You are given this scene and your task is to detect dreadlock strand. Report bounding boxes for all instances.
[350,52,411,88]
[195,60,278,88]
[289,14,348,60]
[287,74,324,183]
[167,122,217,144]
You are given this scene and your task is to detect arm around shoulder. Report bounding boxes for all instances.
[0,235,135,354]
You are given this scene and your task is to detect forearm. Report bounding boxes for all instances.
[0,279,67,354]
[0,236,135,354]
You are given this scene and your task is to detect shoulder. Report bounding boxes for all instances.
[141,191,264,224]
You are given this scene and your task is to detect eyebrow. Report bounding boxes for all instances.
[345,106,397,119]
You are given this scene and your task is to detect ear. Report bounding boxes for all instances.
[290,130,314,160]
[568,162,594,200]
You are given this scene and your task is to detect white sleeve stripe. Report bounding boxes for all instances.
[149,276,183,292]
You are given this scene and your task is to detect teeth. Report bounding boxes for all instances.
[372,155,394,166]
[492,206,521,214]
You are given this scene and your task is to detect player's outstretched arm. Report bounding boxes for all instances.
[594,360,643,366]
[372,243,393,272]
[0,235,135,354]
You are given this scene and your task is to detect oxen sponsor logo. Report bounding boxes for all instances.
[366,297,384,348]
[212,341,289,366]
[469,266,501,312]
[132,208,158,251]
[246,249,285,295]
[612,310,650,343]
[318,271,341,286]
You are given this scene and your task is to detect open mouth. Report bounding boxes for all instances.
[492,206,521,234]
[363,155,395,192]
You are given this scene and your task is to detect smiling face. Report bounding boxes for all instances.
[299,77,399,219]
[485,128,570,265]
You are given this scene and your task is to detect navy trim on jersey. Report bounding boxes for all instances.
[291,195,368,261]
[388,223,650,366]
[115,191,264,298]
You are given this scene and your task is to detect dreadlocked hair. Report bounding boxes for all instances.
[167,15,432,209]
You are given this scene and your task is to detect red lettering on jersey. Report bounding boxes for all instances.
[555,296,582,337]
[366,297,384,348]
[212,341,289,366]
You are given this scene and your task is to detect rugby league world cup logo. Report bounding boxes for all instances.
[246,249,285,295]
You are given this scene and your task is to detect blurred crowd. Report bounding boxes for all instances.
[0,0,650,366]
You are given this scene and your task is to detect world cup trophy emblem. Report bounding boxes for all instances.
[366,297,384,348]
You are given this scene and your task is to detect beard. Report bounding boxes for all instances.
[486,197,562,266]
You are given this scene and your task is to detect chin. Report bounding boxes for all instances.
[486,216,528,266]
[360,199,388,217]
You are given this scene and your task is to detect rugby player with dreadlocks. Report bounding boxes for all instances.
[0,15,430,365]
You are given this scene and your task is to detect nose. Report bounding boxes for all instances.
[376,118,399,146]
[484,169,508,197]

JOB
Convert the data from the line containing "mouth. Report bounding boxes for all instances." through the line containing "[167,15,432,209]" into a Markdown table with columns Row and Line. Put one line per row, numbered from 1, and leave out any blank lines.

ANSWER TO THE PROBLEM
| Row | Line |
|---|---|
| 1 | You are given this scene and your task is to detect open mouth. Report bounding boxes for all instances. |
| 2 | [492,206,521,234] |
| 3 | [363,155,395,192] |
| 4 | You are given this scene and your task is to detect smiling face. Report bounding boxes for all instances. |
| 5 | [299,77,399,219] |
| 6 | [485,128,570,265] |
| 7 | You are given this scene and your task is to detect navy trim on jersey. Report bounding boxes for all instances. |
| 8 | [291,195,368,261] |
| 9 | [388,223,650,366] |
| 10 | [115,191,264,298] |
| 11 | You are given this scene and your task is to detect dreadlocked hair. Report bounding boxes for all instances. |
| 12 | [167,15,432,209] |